Turn every line from the one containing "return mask of yellow flower cluster" through the last line below, both included, into a JSON list of strings, one string per line, leaving out blank lines.
= = =
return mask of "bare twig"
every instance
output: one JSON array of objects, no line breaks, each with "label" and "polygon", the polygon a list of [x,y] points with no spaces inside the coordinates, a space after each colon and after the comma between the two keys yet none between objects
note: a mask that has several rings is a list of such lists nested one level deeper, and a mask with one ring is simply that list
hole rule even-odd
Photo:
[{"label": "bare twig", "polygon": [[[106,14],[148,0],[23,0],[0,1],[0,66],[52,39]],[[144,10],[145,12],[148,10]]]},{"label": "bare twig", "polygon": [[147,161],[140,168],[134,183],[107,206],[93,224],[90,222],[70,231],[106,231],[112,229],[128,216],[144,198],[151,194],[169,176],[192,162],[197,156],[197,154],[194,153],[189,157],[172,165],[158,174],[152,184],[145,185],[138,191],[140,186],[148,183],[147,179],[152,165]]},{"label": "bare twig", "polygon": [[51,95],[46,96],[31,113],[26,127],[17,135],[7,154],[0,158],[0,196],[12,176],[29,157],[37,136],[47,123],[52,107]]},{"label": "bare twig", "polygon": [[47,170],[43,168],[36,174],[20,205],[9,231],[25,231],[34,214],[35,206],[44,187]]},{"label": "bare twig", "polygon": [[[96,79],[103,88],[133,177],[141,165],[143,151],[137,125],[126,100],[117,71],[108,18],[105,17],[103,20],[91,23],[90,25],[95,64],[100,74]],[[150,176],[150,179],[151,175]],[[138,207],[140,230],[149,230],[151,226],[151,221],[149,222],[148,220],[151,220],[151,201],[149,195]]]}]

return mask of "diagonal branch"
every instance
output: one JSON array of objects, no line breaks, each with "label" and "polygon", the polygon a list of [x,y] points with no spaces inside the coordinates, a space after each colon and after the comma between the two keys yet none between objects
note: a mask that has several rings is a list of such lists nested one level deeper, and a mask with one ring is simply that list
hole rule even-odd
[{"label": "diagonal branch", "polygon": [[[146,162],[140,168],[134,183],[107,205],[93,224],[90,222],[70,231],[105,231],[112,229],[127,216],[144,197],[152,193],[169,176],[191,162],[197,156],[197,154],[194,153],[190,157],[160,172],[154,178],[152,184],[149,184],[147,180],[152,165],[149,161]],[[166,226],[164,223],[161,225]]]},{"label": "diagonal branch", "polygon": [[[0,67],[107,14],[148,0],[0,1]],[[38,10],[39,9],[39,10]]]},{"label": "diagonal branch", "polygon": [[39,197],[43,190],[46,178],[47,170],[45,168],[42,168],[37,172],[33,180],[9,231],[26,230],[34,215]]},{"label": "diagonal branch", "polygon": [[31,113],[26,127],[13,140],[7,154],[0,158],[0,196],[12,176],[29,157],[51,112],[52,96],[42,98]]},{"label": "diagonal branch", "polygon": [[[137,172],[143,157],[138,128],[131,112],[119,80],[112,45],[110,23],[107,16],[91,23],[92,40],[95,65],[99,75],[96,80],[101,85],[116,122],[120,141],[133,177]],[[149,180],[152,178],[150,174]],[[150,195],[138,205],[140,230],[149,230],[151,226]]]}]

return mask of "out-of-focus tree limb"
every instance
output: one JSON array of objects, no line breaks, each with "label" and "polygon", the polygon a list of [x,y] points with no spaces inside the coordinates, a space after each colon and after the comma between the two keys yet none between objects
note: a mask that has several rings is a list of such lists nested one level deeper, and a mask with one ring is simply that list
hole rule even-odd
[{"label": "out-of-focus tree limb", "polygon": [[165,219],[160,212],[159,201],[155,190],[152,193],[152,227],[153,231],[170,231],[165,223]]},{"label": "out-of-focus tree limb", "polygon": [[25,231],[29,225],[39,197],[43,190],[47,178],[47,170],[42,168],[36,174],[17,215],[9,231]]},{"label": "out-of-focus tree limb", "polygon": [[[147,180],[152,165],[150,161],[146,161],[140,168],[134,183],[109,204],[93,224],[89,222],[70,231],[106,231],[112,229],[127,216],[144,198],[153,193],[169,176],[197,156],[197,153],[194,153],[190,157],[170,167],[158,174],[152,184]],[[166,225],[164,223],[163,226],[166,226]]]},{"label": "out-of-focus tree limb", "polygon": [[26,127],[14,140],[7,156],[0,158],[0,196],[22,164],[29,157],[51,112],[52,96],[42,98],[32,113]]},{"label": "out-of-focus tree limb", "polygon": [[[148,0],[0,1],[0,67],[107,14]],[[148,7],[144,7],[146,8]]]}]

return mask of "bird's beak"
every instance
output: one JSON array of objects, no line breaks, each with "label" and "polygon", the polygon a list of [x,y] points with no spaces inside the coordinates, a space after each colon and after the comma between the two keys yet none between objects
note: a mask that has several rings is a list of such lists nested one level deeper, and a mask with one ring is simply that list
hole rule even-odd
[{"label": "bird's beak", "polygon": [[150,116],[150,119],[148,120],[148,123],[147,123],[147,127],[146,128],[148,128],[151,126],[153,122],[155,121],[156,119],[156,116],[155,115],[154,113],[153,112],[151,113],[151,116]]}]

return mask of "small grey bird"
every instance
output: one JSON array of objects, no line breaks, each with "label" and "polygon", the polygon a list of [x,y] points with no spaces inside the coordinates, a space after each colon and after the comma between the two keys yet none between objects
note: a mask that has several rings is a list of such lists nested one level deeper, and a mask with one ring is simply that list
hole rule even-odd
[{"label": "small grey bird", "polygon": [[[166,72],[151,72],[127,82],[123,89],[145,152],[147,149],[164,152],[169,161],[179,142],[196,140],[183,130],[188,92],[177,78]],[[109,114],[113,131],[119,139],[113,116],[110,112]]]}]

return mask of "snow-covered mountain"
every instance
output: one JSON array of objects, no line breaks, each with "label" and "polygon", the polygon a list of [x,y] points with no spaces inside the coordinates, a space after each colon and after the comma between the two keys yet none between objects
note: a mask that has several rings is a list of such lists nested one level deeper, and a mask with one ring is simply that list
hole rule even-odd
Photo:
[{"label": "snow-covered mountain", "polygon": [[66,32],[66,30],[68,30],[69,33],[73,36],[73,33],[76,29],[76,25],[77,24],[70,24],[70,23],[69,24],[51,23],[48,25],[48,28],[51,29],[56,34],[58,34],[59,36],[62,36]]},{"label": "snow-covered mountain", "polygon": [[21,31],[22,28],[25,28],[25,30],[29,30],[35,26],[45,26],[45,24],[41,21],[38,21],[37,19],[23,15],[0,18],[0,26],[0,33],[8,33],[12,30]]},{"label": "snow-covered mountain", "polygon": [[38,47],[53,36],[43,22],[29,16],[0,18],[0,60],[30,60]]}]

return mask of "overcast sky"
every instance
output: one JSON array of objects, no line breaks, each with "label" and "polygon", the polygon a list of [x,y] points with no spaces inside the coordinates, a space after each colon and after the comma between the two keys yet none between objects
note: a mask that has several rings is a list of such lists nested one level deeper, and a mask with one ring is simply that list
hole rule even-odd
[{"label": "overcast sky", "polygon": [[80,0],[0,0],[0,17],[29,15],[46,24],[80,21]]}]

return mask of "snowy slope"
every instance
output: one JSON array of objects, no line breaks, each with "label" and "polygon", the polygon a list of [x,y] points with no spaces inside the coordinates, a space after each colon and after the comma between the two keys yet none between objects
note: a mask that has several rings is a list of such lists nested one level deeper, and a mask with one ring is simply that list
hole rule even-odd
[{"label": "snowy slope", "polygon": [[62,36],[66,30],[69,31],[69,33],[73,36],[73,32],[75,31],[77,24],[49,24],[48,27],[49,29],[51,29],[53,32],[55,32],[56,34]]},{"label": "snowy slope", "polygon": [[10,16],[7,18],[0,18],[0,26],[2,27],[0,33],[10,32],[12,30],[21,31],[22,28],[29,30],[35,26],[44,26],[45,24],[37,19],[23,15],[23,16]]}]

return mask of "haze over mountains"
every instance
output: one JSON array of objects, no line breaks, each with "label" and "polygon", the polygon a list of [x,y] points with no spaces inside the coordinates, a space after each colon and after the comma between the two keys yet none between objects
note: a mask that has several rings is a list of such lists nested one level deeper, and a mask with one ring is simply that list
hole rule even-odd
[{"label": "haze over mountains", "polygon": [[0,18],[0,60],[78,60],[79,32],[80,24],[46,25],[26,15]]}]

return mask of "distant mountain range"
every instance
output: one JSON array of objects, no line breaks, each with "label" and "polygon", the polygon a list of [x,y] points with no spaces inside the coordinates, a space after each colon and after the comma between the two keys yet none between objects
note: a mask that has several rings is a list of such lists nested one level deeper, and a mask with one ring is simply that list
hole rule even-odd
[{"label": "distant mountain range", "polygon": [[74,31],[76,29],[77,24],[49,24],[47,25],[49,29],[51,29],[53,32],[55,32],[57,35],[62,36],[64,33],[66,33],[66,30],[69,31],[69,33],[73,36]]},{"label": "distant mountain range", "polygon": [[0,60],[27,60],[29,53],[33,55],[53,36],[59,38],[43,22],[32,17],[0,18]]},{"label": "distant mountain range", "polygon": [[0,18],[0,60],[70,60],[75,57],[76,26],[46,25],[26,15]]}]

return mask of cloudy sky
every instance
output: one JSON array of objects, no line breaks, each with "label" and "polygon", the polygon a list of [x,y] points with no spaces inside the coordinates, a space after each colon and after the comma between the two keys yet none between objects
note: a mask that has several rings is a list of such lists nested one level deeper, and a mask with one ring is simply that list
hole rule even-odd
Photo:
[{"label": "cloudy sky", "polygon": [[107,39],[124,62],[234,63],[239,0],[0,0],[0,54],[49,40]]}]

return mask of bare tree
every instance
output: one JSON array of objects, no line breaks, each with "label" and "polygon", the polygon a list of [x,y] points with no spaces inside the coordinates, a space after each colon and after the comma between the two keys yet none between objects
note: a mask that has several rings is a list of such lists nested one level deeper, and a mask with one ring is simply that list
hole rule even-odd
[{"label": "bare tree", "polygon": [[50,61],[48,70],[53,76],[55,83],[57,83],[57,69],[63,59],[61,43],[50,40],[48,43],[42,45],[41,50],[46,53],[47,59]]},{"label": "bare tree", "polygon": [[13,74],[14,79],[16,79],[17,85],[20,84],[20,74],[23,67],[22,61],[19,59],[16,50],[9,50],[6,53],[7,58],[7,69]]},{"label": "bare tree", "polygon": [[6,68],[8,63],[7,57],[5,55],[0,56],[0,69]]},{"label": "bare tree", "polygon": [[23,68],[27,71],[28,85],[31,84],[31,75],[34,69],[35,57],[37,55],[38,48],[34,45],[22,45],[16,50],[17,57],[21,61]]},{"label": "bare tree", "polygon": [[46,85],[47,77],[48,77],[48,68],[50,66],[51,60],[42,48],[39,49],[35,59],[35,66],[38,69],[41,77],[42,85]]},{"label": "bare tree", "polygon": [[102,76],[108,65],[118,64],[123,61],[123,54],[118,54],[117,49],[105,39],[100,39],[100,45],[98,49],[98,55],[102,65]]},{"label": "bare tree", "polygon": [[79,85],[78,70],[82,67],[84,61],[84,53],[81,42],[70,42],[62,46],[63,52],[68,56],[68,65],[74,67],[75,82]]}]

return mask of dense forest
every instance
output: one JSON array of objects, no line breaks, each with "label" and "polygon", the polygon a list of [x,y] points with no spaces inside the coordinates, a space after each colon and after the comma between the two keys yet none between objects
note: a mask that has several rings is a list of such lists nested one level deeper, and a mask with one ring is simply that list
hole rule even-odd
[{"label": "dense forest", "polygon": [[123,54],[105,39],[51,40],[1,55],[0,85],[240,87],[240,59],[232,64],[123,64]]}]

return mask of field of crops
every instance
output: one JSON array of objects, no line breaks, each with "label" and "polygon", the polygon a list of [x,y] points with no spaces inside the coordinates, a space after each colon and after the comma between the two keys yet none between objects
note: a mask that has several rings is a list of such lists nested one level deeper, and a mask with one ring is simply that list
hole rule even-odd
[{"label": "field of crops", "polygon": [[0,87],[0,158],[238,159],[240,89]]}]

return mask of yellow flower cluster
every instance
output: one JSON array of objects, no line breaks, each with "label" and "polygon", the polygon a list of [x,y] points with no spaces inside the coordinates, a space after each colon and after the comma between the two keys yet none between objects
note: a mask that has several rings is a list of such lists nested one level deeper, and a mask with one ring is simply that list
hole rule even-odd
= = =
# Written solution
[
  "return mask of yellow flower cluster",
  "every instance",
  "output: one JSON array of objects, no line breaks, each with \"label\" and \"polygon\", the polygon a list of [x,y] points with no spaces inside the coordinates, a space after each colon and after the comma between the two keys yet none between objects",
  "note: a mask that has several rings is a list of such lists nested one level deeper, and a mask with one ring is simply that list",
  "hole rule even-odd"
]